## [Instructions to follow]
Gather every line in the items below that contains the string "target", and treat uppercase and lowercase letters as different.

## [Extracted material]

+-------+

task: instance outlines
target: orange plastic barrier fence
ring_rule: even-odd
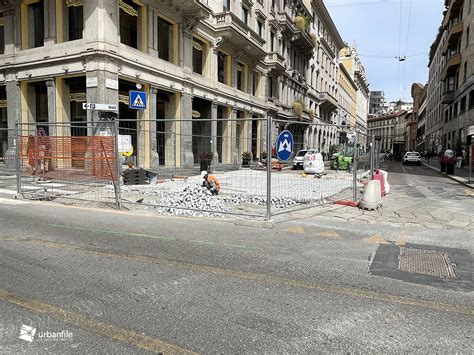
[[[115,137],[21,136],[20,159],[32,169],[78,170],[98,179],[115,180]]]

+-------+

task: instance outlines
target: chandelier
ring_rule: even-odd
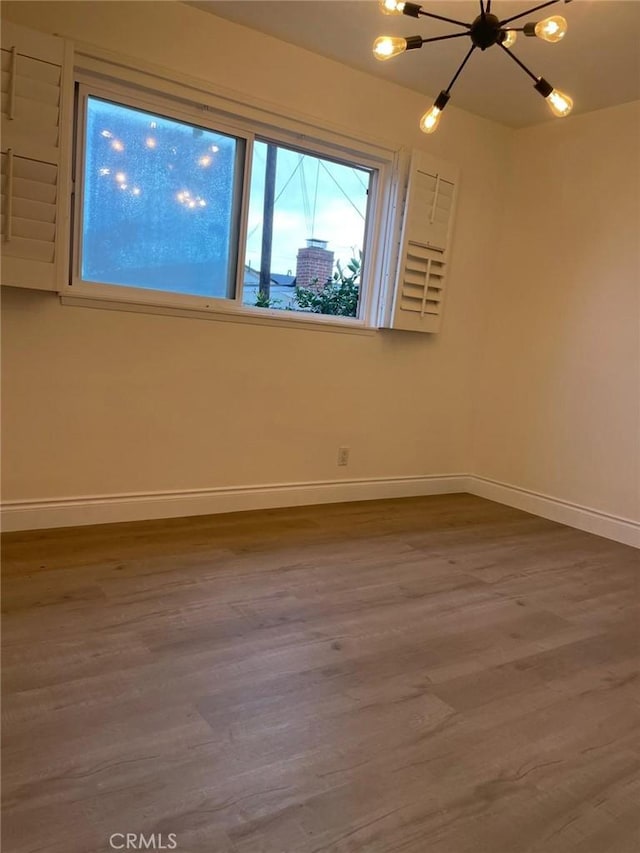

+-------+

## [Worked answer]
target: orange plastic barrier fence
target: chandelier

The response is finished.